→ **What is asked**:
Count how many lines of the items below contain the string "roof". Uppercase and lowercase letters count as different, and your reply should be the number alone.

→ **Task material**:

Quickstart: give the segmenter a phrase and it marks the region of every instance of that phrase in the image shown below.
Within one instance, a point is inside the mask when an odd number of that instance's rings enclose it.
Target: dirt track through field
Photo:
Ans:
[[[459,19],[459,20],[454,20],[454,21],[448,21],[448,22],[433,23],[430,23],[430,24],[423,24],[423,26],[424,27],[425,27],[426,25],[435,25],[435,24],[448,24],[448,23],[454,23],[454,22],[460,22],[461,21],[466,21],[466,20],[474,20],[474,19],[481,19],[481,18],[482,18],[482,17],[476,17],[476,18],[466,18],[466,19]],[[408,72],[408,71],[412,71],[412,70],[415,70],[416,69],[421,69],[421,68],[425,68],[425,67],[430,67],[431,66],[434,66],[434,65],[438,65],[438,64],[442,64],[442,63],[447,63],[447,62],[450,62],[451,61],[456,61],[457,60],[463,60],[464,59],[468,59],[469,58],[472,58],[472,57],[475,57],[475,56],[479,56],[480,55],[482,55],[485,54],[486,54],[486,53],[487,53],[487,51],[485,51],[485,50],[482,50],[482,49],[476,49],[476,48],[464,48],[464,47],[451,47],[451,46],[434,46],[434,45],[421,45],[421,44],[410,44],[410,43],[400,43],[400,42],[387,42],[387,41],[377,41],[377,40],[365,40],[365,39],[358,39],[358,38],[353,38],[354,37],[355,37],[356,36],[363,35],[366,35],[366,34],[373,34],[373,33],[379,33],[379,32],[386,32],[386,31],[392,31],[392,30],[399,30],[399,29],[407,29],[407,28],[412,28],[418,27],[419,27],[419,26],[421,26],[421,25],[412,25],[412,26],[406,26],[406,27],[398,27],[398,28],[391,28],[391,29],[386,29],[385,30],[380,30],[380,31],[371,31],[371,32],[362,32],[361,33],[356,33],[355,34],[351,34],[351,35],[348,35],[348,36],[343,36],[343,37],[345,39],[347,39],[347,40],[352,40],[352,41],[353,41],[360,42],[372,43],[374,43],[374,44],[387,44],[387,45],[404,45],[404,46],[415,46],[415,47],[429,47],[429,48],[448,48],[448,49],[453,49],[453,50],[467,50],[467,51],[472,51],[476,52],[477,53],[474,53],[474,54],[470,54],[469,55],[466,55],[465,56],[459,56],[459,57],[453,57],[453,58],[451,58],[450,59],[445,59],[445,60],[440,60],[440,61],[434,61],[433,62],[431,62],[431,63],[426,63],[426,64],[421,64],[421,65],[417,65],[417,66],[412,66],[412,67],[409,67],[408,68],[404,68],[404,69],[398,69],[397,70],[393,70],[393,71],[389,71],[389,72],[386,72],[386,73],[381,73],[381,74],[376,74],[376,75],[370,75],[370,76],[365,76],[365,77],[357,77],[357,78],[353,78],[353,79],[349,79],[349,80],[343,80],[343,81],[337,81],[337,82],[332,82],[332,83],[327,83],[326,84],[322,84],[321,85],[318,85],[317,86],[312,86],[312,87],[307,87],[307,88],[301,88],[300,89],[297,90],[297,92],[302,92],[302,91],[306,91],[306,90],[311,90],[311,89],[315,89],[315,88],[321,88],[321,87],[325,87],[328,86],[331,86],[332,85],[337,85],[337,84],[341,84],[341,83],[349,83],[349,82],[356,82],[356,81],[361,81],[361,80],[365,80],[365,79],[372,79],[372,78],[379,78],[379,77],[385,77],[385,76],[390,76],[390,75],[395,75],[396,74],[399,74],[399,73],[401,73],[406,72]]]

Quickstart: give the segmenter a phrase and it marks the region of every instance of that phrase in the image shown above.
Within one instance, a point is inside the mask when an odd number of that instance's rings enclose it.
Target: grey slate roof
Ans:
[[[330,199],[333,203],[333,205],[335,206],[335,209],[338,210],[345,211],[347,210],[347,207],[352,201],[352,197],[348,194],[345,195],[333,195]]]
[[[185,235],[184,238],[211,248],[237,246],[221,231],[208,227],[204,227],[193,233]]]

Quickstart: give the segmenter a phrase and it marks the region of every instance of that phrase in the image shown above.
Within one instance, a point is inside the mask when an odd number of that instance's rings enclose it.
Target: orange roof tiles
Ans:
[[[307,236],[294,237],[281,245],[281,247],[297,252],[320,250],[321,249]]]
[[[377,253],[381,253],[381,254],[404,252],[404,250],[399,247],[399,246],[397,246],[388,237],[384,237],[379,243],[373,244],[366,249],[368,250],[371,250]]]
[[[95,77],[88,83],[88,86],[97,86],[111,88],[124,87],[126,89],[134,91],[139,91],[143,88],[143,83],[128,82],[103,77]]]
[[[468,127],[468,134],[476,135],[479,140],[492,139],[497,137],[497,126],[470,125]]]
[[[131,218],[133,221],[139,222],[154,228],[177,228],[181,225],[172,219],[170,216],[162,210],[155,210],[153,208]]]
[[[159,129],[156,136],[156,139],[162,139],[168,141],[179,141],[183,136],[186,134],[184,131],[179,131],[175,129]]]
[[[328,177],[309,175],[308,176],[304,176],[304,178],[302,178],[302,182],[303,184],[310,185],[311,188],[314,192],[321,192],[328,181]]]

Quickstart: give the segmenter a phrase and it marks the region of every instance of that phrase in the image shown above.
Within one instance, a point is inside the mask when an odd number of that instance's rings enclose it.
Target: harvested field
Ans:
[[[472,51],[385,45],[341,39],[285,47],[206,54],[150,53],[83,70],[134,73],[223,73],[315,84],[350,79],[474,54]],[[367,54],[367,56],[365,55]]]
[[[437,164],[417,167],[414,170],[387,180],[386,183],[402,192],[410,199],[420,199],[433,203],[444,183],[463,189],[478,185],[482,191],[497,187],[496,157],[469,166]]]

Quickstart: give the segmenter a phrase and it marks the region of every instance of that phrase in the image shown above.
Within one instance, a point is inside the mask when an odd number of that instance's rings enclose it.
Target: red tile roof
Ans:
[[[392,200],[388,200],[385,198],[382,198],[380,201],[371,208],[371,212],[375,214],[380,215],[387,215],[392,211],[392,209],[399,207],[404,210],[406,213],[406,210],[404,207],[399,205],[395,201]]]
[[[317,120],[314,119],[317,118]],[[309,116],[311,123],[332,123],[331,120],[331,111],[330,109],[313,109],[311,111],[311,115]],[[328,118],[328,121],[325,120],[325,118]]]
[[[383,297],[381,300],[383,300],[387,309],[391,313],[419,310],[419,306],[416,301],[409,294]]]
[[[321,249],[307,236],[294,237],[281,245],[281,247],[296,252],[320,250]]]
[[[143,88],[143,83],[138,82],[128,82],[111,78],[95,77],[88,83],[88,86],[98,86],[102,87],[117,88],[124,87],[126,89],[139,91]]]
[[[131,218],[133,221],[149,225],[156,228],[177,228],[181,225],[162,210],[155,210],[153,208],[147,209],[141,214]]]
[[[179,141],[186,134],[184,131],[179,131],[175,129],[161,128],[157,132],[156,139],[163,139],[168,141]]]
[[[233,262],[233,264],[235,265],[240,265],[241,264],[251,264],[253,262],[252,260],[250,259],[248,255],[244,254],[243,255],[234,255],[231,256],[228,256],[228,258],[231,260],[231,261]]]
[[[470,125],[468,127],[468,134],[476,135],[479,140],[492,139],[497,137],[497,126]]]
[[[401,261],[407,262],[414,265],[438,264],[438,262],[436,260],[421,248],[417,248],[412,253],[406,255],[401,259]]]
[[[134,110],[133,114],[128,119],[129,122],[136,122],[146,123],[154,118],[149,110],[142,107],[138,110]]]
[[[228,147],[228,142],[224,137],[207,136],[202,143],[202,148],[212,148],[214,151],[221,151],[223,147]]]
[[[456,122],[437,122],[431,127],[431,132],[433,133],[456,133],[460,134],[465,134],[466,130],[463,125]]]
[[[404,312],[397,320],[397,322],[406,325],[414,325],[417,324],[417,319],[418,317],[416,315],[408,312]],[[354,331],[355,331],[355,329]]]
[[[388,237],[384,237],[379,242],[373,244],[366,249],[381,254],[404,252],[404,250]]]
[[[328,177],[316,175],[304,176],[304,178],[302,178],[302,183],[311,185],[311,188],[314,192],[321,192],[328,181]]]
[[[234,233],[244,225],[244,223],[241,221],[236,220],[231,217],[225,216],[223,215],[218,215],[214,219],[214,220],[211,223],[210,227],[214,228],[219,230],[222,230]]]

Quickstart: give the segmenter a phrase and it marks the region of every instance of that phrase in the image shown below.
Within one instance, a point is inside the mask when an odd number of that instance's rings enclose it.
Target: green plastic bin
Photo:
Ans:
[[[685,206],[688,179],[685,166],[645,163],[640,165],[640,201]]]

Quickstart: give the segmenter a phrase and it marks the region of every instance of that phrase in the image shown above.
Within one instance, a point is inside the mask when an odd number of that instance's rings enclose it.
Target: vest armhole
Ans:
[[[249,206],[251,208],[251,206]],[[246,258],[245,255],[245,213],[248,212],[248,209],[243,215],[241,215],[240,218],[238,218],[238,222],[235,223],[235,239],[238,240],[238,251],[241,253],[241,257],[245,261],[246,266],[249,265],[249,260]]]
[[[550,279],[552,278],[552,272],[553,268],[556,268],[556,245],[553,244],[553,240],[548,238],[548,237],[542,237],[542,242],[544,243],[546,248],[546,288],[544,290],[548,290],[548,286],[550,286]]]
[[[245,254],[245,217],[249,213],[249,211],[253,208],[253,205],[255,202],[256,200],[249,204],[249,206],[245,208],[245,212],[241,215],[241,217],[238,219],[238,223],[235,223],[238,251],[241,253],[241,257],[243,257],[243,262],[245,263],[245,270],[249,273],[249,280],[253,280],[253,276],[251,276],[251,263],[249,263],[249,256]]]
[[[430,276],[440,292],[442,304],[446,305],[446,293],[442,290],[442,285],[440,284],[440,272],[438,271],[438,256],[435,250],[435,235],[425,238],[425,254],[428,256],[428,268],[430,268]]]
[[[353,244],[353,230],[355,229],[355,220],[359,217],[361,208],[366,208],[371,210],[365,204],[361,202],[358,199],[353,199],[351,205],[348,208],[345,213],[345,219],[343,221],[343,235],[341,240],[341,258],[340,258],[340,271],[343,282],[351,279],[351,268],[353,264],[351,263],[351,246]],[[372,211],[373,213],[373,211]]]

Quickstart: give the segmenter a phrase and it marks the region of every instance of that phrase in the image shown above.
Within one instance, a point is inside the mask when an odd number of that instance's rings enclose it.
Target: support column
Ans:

→ **Task output**:
3